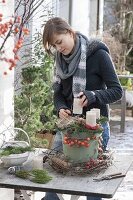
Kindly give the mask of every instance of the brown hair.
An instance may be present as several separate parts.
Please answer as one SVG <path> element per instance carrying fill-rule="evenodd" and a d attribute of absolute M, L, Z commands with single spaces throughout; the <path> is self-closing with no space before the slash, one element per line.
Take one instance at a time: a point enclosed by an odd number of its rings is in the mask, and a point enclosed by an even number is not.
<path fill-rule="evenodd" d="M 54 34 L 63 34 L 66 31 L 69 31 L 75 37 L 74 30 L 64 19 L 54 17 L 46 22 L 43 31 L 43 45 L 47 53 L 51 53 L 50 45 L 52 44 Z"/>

--

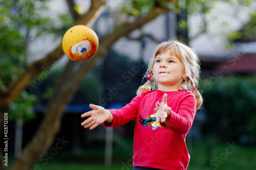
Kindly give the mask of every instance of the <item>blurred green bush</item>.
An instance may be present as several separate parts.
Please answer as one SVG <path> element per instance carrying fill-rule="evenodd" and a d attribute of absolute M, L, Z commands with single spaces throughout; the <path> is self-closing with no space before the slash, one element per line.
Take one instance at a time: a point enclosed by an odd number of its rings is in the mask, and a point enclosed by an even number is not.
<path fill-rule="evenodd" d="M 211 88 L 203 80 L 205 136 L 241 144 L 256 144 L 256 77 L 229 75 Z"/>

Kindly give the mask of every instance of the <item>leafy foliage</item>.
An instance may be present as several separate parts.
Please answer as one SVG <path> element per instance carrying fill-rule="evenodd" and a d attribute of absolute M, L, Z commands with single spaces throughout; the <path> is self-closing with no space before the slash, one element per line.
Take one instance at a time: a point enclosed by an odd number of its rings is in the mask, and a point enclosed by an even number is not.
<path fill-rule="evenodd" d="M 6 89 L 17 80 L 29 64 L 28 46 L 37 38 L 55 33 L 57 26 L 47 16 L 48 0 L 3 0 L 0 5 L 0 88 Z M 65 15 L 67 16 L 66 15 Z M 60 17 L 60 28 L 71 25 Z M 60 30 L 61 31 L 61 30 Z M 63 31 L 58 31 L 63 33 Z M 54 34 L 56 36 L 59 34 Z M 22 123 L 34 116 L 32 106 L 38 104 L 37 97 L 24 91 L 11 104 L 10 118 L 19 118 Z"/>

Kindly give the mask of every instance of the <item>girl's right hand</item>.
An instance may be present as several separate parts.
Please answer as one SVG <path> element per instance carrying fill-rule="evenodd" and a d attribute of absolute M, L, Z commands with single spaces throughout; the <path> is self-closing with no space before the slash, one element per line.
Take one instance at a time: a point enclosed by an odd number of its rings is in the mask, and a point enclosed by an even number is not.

---

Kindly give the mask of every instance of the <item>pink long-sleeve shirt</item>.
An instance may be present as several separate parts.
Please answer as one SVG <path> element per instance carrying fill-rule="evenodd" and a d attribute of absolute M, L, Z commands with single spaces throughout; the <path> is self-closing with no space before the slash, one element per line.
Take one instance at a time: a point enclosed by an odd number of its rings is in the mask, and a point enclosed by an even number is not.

AUFGABENSTELLUNG.
Schreiben Sie alles von der Zeile mit „Kindly give the mask of every instance of the brown" bis hinunter zur Zeile mit „54 34 L 63 34" einschließlich beider Zeilen vollständig neu ab. Addieren Sie dabei nur in den Lösungen zu jeder Koordinate 108.

LÖSUNG.
Kindly give the mask of every instance of the brown hair.
An instance may be present as several separate parts.
Please answer as one SVG <path> element per instance carrying fill-rule="evenodd" and a d attribute of absolute M, L, Z commands with single spaces throughout; the <path> is self-closing with no space before the slash, one element per line.
Take one instance at a time: a point enclosed by an odd number of its rings is in the mask, and a point enclosed by an even number is not.
<path fill-rule="evenodd" d="M 162 142 L 171 142 L 174 139 L 177 139 L 183 145 L 182 138 L 172 127 L 162 125 L 154 130 L 151 139 L 151 153 L 155 161 L 159 161 L 158 153 L 160 152 Z"/>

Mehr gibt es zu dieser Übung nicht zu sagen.